→ **Documento**:
○ ○ ○ ○ ○

Commento all’infinito (quello di Leopardi, ovviamente)

L’infinito di Giacomo Leopardi è forse la poesia più famosa di tutta la letteratura italiana. Cimentarsi nel commento di un testo tanto celebre è un atto rischioso, ancor più se si mira alla semplicità. Si può essere divulgativi senza ridurre un capolavoro alla sua banalizzazione scolastica? Ci vogliamo provare.

Molto si potrebbe aggiungere, ovviamente, rispetto a quanto è rimasto fissato in questa videolezione, che per me è utile in diverse circostanze durante il percorso della scuola media. Al primo anno, la leggiamo come la poesia manifesto dell’immaginazione (tema a cui dedico un modulo). E magari la manipoliamo con qualche semplice indagine grammaticale. Risulta utile, per esempio, per un buon ripasso sugli aggettivi, in particolare i determinativi, che nel testo si ripetono ossessivamente.

○ ○ ○ ○ ○

→ **Compiti**:
a. Nel commento all'Infinito, come viene letta la poesia al primo anno della scuola media?
b. Nel commento all'Infinito, riporta il passo che si apre con le parole contenenti "Commento all’infinito (quello" e si chiude con "Ci vogliamo provare.", cambiando "celebre" in "noto".
Le righe non hanno alcun rapporto con il commento.

→ **Materiale mostrato**:
○ ○ ○ ○ ○

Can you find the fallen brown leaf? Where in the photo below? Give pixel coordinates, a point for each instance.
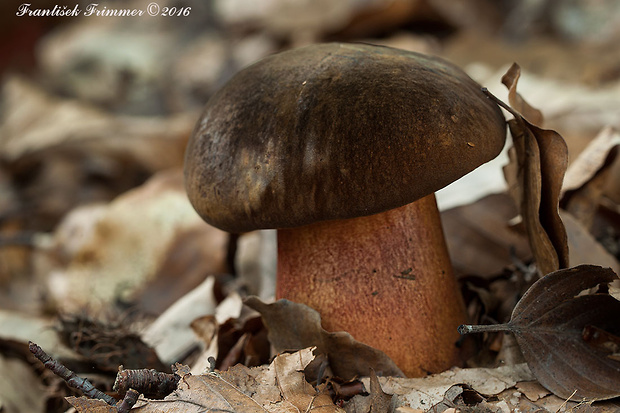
(376, 401)
(294, 326)
(589, 175)
(549, 323)
(535, 173)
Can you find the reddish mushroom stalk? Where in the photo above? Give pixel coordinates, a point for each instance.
(385, 278)
(340, 147)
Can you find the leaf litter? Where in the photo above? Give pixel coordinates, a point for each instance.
(70, 140)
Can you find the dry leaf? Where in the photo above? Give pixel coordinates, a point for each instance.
(423, 393)
(294, 326)
(549, 322)
(480, 238)
(584, 248)
(588, 176)
(516, 101)
(281, 387)
(377, 401)
(539, 159)
(203, 393)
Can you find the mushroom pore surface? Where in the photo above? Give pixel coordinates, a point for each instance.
(335, 131)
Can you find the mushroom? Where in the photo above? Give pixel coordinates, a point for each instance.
(341, 148)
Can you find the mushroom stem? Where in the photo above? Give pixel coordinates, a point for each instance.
(385, 278)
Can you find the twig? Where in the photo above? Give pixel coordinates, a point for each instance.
(68, 376)
(130, 399)
(152, 383)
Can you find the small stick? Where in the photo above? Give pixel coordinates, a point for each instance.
(68, 376)
(130, 399)
(493, 328)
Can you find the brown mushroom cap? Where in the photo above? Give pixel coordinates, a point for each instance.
(335, 131)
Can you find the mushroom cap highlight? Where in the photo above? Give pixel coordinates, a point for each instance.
(336, 131)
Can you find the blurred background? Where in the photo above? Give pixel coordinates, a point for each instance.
(92, 106)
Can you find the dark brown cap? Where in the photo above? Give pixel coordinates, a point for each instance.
(334, 131)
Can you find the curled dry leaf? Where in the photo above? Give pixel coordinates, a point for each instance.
(376, 401)
(516, 101)
(535, 174)
(549, 323)
(588, 176)
(294, 326)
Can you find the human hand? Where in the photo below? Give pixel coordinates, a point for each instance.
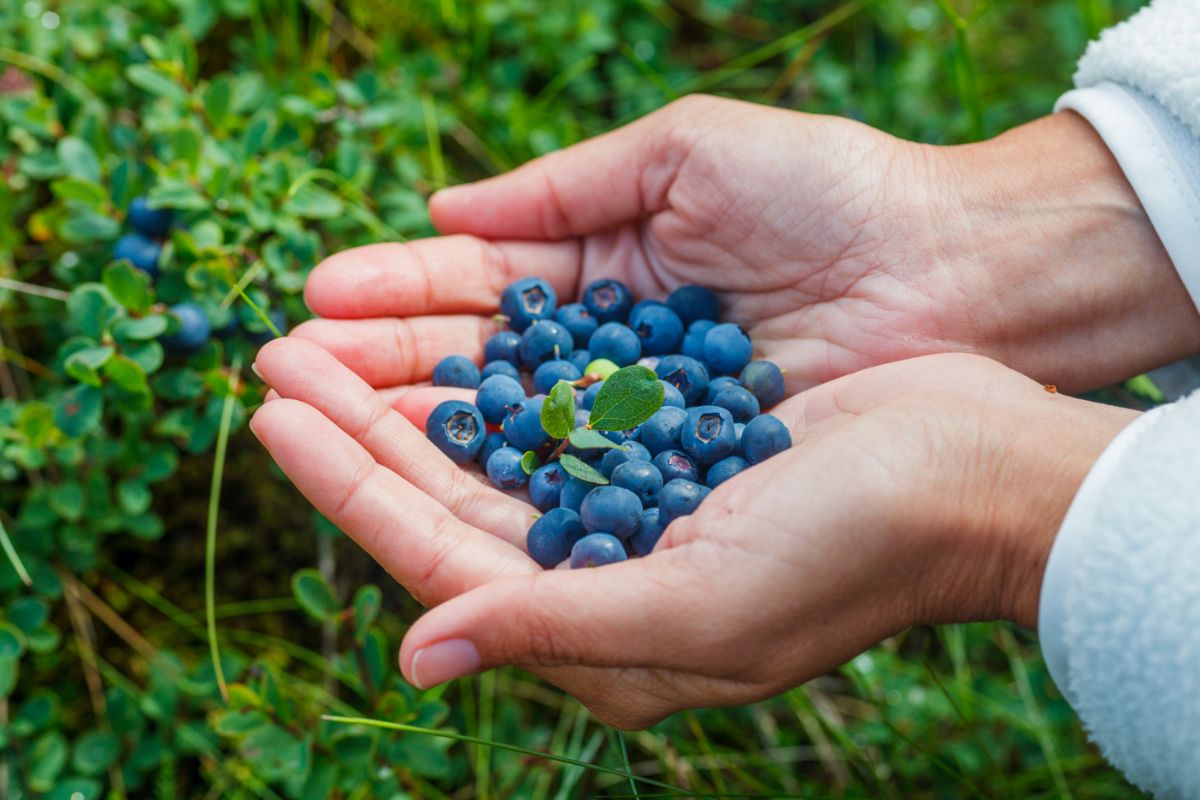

○ ○ ○ ○ ○

→ **Risposte scritte**:
a. Come la poesia manifesto dell'immaginazione.

b.
Commento all’infinito (quello di Leopardi, ovviamente)

L’infinito di Giacomo Leopardi è forse la poesia più famosa di tutta la letteratura italiana. Cimentarsi nel commento di un testo tanto noto è un atto rischioso, ancor più se si mira alla semplicità. Si può essere divulgativi senza ridurre un capolavoro alla sua banalizzazione scolastica? Ci vogliamo provare.